## THE PROBLEM
Exactly reproduce the line containing "Pick out every instance of the shirt" together with every line after it, through the end of the entries, and give nothing more.

## Position identification records
** Begin **

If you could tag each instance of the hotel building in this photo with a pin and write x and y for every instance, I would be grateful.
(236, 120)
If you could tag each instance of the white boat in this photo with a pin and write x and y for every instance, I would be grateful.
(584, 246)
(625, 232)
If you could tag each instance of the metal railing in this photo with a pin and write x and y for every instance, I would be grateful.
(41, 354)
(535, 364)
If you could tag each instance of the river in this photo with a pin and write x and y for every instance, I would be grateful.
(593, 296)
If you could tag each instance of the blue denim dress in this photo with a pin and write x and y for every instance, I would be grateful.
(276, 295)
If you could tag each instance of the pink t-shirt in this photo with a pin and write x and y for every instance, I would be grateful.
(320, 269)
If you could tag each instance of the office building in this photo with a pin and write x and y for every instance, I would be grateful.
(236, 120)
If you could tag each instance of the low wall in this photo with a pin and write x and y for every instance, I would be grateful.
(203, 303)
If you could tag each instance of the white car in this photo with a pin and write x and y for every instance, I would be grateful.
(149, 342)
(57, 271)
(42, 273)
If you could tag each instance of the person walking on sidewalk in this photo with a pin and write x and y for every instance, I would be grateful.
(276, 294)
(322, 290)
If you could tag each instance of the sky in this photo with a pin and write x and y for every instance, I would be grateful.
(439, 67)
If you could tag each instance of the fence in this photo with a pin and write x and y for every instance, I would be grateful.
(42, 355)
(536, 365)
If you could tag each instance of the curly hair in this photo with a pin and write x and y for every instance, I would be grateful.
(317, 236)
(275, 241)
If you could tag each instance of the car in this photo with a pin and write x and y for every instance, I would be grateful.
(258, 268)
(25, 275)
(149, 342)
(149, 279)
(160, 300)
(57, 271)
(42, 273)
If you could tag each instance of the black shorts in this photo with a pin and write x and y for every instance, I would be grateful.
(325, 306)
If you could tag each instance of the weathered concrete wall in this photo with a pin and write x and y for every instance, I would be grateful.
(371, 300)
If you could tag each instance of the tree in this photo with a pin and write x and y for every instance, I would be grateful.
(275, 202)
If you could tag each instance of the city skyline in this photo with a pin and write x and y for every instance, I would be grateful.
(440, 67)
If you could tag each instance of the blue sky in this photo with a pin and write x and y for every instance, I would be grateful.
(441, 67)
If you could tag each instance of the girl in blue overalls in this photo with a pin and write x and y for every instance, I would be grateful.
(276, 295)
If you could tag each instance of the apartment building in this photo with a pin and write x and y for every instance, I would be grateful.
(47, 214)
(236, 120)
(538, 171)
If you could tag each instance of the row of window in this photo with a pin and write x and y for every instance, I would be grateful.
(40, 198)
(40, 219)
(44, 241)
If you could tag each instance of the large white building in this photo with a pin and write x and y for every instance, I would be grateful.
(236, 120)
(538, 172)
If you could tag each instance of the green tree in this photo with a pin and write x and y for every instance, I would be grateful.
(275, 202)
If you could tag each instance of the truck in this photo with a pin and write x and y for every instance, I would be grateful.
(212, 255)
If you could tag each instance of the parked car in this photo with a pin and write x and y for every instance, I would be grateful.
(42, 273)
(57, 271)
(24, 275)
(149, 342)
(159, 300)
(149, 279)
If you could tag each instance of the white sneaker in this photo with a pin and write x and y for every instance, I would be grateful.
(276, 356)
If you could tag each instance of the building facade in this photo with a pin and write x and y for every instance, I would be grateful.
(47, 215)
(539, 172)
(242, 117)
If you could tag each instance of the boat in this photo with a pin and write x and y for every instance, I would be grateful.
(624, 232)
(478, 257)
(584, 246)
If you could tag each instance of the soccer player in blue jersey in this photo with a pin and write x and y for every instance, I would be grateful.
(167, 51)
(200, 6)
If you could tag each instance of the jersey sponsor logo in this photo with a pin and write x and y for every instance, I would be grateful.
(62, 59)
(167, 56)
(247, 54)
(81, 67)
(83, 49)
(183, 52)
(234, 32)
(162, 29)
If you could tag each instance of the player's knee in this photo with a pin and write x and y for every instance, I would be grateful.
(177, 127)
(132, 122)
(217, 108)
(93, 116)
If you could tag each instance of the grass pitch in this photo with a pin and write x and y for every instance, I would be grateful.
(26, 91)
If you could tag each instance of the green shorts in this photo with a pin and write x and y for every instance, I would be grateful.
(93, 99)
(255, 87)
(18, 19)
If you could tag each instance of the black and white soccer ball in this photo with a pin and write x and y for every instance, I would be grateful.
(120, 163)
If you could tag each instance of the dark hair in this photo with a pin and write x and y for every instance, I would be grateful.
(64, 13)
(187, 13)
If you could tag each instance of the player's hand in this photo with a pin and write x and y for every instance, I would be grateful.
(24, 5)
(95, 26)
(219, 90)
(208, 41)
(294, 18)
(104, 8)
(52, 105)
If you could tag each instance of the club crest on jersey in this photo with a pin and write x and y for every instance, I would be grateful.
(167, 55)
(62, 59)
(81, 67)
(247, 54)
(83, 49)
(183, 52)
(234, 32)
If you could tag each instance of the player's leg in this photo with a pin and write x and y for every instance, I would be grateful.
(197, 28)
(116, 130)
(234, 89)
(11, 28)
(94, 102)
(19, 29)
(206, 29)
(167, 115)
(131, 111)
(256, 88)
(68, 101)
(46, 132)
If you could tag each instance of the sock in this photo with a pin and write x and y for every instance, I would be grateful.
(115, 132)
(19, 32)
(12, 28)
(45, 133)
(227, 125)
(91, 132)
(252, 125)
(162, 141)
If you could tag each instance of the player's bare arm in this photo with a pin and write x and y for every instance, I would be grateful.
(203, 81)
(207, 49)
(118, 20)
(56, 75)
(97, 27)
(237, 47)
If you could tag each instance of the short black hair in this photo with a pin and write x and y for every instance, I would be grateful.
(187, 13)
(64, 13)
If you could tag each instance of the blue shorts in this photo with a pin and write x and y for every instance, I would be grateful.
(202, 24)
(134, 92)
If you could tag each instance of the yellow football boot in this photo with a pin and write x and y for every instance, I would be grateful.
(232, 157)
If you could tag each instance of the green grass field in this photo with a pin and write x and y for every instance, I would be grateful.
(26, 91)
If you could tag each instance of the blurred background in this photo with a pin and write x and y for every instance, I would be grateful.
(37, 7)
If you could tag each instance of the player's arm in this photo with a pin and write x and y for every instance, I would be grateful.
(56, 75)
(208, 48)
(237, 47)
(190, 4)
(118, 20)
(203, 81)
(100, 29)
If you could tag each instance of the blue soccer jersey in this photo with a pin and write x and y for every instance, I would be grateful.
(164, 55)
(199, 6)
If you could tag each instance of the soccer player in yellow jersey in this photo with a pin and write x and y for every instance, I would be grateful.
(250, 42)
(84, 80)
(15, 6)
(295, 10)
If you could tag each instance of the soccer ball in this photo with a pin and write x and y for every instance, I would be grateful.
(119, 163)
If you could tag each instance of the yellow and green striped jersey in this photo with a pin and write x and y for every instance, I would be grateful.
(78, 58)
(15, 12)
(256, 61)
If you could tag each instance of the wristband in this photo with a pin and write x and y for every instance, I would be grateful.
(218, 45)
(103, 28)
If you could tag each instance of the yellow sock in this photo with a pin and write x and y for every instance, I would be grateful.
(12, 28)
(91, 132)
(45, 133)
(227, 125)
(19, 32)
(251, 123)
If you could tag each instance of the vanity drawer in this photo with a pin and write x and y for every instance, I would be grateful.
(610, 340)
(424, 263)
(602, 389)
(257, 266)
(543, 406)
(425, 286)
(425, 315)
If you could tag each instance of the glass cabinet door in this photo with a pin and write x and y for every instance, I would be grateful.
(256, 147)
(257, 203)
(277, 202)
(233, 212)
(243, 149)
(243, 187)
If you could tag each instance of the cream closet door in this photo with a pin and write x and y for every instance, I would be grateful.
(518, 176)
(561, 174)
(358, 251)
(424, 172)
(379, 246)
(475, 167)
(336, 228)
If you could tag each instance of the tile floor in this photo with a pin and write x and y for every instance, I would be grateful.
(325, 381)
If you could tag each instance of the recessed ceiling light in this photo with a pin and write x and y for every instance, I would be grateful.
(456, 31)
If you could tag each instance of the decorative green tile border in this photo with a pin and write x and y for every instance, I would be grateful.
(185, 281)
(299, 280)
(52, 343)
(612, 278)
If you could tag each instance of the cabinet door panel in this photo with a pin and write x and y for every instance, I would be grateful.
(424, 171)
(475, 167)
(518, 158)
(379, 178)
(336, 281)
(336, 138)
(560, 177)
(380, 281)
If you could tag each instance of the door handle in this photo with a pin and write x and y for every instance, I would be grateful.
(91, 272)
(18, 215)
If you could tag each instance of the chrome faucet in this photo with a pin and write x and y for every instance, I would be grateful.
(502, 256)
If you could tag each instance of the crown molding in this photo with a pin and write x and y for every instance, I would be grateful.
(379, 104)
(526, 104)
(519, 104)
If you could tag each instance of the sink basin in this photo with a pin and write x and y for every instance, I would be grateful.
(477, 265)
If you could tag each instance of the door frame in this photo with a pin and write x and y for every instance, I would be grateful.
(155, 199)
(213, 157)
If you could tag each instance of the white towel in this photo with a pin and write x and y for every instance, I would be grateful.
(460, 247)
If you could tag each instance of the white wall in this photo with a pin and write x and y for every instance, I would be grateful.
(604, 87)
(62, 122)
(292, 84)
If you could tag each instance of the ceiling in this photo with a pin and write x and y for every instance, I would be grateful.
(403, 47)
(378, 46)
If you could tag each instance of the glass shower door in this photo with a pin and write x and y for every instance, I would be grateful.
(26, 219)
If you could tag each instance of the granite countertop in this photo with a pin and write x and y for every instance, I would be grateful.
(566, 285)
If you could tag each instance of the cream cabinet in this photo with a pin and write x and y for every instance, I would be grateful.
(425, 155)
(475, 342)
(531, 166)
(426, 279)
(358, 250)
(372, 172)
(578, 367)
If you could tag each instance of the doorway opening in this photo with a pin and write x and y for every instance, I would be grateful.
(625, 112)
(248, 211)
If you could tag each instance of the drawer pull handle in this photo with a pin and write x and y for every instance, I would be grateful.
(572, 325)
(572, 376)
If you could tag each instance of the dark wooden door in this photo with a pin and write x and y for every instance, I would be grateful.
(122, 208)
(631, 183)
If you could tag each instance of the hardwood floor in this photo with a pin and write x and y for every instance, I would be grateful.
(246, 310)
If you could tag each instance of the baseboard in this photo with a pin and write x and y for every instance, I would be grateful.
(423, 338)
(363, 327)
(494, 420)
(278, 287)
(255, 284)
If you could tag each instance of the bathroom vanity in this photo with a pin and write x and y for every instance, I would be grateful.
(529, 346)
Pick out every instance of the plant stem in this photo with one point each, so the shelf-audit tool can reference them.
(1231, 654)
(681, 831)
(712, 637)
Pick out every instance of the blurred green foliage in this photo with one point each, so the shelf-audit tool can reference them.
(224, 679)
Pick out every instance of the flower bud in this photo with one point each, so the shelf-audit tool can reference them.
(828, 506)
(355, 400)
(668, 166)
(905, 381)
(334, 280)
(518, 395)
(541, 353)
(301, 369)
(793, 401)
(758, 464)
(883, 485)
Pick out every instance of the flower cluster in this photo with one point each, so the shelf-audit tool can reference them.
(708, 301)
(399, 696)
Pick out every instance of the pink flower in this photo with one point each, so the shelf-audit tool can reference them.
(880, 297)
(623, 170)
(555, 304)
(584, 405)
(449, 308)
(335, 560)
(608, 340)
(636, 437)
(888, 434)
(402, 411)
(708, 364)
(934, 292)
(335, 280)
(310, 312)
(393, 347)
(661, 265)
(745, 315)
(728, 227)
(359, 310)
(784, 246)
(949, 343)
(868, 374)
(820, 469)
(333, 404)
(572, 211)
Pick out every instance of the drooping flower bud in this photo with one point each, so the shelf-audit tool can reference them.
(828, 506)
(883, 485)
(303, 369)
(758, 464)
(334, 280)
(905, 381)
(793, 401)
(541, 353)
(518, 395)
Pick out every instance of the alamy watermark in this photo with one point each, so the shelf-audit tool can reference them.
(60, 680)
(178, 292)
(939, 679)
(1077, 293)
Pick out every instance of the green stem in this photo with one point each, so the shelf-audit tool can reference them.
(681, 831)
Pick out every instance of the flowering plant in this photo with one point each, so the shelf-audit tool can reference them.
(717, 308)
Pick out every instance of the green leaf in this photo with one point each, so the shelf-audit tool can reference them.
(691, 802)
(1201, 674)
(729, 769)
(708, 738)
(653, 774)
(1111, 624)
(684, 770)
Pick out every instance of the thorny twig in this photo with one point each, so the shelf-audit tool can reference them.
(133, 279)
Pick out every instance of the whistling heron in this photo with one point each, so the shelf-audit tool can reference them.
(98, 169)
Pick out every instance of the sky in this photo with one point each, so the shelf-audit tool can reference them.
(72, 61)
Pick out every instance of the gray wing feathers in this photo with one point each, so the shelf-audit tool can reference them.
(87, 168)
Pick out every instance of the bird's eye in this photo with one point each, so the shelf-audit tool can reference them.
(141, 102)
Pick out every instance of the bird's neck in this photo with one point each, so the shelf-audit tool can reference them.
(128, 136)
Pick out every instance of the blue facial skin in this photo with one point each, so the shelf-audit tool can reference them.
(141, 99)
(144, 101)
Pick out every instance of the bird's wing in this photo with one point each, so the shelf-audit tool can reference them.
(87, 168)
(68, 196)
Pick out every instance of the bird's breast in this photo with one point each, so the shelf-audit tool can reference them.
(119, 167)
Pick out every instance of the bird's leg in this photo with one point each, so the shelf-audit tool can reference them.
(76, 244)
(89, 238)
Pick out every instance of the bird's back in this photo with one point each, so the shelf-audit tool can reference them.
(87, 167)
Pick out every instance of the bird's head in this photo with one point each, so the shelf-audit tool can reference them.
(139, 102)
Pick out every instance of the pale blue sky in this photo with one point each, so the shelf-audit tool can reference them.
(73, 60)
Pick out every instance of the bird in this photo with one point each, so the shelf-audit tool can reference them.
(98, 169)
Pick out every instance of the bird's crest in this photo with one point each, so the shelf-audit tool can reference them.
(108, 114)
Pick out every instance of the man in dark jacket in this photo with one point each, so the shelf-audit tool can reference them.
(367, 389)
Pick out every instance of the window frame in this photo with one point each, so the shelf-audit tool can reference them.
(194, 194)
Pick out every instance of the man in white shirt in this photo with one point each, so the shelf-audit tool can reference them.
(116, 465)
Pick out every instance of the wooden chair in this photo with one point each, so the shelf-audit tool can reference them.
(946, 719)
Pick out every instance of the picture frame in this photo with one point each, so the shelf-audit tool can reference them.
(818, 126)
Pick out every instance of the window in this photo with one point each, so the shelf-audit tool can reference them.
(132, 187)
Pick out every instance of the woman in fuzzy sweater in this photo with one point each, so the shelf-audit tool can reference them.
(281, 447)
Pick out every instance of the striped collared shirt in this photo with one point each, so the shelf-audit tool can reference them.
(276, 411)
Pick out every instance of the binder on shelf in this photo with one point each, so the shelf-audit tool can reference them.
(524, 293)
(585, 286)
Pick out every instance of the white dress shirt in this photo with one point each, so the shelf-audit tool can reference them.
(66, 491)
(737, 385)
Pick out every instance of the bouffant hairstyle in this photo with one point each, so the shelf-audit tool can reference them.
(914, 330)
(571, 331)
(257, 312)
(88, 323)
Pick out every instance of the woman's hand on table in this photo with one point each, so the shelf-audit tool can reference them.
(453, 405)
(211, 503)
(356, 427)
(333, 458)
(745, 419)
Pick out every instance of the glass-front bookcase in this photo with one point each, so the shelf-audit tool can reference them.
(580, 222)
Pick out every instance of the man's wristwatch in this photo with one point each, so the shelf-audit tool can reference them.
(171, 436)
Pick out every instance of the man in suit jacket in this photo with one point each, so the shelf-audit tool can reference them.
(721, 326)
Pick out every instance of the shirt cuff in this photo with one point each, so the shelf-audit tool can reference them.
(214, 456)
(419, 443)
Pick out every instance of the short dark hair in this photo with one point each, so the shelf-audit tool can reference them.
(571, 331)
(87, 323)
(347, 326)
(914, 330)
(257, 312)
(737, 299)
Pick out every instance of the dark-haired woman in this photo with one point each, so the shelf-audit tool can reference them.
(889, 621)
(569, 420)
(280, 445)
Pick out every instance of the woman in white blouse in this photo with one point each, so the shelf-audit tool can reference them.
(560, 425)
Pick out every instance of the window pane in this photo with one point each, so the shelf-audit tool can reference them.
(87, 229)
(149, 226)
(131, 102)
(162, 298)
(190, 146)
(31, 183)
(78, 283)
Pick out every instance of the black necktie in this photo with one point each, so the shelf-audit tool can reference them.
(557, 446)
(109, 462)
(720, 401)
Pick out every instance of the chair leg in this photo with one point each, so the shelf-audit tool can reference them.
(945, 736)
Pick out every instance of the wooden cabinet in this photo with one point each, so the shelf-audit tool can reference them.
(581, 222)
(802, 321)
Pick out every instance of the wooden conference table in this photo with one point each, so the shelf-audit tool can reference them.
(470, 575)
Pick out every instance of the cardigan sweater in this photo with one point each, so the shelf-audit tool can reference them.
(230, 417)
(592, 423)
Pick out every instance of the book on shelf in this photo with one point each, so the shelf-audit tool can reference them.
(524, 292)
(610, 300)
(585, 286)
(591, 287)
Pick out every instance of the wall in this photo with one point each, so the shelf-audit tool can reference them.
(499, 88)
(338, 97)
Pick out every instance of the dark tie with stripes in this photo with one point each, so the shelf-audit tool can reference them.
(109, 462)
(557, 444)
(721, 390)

** End **

## EXERCISE ANSWER
Pick out every instance of the shirt cuff in this photo with one point each, so the shelf-audit tool can reference them.
(214, 456)
(419, 443)
Pick out every instance of the short dark hair in this photo with one point each, so the shelf-audit tool can reference them.
(571, 331)
(87, 323)
(347, 326)
(914, 330)
(257, 312)
(737, 299)
Pick out every instance of the dark-haired woman in this photo with one point each, so the shelf-audit tool can reference them.
(889, 621)
(569, 420)
(280, 445)
Pick out every instance of the woman in white blouse in this photo with one point each, so the shelf-audit tool can reference them.
(560, 425)
Pick out every instance of the window pane in this photo with one point each, so the shelf-audit tool can reference them.
(87, 229)
(149, 226)
(131, 102)
(162, 298)
(190, 146)
(31, 183)
(78, 283)
Pick out every instance of the black necktie in this photo with one point each, so the shelf-audit tool can reference them.
(557, 446)
(109, 462)
(720, 401)
Pick out every instance of the chair leg in this photo with one point each, so the shelf-audit tool can reference them.
(945, 736)
Pick out every instance of the wooden cabinet in this photo with one point each, so the shelf-audit tool can reference them.
(581, 222)
(802, 321)
Pick out every instance of the wooden conference table in this photo with one point each, so the shelf-audit tool can reference them.
(470, 575)
Pick out every instance of the cardigan sweater in this photo with one point each, so the shelf-audit tool can reference them.
(230, 417)
(592, 423)
Pick out every instance of the book on shelf in this photo with one point each, so the shelf-audit tool can reference them.
(524, 292)
(610, 300)
(585, 286)
(591, 287)
Pick out every instance of the wall in this photo with one point each, so the shelf-audit tool can reference them.
(499, 88)
(338, 97)
Pick out every instance of the dark tie with stripes in this photo with one point each, so the shelf-audit tool can reference them.
(109, 462)
(557, 444)
(721, 390)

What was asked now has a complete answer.